Enregistrements tirés d'une collection
==*==
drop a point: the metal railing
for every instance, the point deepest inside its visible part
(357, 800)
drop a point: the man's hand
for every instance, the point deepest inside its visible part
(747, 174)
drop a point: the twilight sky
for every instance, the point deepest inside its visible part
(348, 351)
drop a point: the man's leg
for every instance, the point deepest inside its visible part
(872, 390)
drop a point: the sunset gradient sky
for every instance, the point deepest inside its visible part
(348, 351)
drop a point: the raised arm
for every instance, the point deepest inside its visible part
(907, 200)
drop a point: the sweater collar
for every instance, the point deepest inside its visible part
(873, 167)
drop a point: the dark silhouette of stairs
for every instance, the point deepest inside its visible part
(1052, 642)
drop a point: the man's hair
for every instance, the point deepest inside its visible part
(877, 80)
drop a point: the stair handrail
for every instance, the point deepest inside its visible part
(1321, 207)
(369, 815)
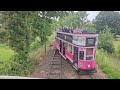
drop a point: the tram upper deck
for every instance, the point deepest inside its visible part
(81, 39)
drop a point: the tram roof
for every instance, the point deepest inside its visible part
(77, 34)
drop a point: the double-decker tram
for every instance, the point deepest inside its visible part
(78, 47)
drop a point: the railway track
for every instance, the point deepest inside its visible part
(55, 69)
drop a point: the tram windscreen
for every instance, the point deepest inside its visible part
(90, 41)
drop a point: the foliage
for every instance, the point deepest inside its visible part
(117, 49)
(5, 53)
(107, 65)
(74, 19)
(109, 18)
(105, 40)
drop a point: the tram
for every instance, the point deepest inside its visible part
(78, 46)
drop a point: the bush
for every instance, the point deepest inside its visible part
(107, 65)
(105, 40)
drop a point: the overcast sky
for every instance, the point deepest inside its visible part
(92, 14)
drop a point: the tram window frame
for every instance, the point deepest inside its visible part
(90, 38)
(70, 47)
(81, 57)
(66, 45)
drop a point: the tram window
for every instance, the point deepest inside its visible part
(70, 48)
(90, 41)
(66, 45)
(81, 55)
(95, 54)
(89, 51)
(89, 58)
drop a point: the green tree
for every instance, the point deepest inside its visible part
(18, 26)
(109, 18)
(74, 19)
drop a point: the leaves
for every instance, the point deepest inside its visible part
(109, 18)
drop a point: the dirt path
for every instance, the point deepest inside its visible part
(69, 72)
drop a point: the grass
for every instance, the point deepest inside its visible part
(117, 49)
(40, 51)
(5, 53)
(107, 65)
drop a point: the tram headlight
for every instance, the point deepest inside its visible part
(88, 65)
(80, 64)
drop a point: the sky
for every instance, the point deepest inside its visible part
(92, 14)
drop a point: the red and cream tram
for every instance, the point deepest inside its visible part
(79, 48)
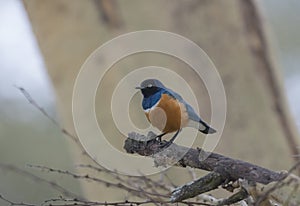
==*==
# CONSIGNE
Extrayez des enregistrements ci-dessus chaque ligne contenant la chaîne « window », en tenant compte de la casse.

# CORRIGÉ
drop a point: the tram window frame
drop a point: the tram window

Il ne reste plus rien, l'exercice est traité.